*PROBLEMS TO SOLVE:*
- 1) Can you shorten the paragraph beginning "A report on public hospitals" in the sentinel events article while keeping its main facts?
- 2) Would you carry on the sentinel events article from the point where it stops?

*GIVEN TEXT:*
Start of Block
Alarming rise in the number of sentinel events at public hospitals, Productivity Commission Report shows
31 January 2020
A report on public hospitals has identified an increase in sentinel events that cause serious harm to patients, with rates of inpatient suicides, incidents involving retained instruments or other material after surgery and medication errors leading to death continuing to put patients and their safety at risk, according to Maurice Blackburn Lawyers.
Maurice Blackburn’s national head of Medical Negligence, Dimitra Dubrow, said the figures were concerning.
“Nationally, the report shows that the number of sentinel events in public hospitals has increased from 65 in 2016-17 to 80 in 2017-18, which reflects unacceptably high rates of inpatient suicides (24 in total nationally), with incidents reported across almost all states,” Ms Dubrow said.
“Victoria, continues to have the highest rates of sentinel events in the country, with 24, which includes seven inpatient suicides in 2017-18, and 12 incidents of retained instruments or other material after surgery, and two medication errors leading to deaths.
End of Block
*RECORDS:*
Start of Block
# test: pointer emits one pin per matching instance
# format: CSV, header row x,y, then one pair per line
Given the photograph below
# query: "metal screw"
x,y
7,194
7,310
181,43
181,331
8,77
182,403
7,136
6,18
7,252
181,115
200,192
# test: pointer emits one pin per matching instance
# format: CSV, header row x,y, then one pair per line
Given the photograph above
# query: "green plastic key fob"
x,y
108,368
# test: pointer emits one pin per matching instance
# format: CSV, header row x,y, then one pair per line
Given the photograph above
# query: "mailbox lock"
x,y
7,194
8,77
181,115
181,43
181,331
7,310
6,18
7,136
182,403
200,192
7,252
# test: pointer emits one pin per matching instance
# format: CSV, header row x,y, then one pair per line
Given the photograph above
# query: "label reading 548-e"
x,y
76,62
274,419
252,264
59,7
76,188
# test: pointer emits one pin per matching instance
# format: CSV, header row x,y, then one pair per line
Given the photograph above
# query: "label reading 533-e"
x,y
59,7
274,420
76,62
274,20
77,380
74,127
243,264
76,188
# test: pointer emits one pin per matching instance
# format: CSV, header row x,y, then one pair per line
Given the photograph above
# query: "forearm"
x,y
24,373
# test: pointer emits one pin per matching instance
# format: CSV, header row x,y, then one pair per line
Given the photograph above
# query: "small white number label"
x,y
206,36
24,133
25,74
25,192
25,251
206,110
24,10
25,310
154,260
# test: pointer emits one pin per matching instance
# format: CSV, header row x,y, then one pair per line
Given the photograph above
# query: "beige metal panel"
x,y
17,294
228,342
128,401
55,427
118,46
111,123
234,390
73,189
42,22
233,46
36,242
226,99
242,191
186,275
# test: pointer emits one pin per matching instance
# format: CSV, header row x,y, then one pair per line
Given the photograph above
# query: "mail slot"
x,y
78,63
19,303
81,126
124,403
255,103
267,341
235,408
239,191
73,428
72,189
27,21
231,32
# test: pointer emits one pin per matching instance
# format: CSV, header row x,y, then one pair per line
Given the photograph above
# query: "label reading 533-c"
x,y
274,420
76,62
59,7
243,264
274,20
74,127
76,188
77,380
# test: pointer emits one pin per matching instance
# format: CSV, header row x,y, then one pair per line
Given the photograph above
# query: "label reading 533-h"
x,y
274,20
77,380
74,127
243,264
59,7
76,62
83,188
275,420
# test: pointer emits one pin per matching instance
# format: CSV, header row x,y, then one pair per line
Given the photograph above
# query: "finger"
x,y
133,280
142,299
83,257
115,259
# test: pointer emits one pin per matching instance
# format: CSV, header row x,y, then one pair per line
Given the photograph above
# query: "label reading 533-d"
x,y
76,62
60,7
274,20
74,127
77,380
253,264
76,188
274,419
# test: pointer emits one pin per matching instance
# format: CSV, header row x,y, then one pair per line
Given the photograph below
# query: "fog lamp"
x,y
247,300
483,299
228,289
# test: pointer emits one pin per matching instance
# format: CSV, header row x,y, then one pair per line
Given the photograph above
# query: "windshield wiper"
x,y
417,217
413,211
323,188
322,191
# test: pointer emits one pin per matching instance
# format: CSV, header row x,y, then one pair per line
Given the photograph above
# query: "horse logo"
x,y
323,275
End of Block
*YOUR RESPONSES:*
- 1) According to Maurice Blackburn Lawyers, a public hospital report found a rise in sentinel events that seriously harm patients. Inpatient suicides, instruments or other material retained after surgery, and fatal medication errors continue to put patient safety at risk.

- 2)
“NSW also recorded an increase with 20 in 2017-18 compared to 18 the previous year, while Queensland and South Australia each recorded 11 sentinel events compared to six and five respectively in 2016-17.
“Unfortunately, many of the incidents reported reflect the experiences of our clients, namely preventable events that have caused very serious and unexpected harm during a hospital stay,” she said.
“While this report shows that there is still work to be done to address unacceptable rates of sentinel events, the transparency of the states in reporting such events is welcomed in helping to shine a spotlight on our public hospitals so that issues can be identified to improve the safety of services for patients.”
The report also looks at adverse events at public hospitals – incidents in which harm resulted to a person during hospitalisation such as infections, falls resulting in injuries and problems with medication and medical devices.
“Such scrutiny of our private hospital system is long overdue – we know from the many medical negligence clients we assist that sentinel events are not isolated to the public hospital system and that there are many serious incidents that also occur in the private hospital system,” Ms Dubrow said.
“It is critical that there is greater reporting done across all hospitals to identify patient safety incidents and to ensure that action can be taken as a priority to address these risks.”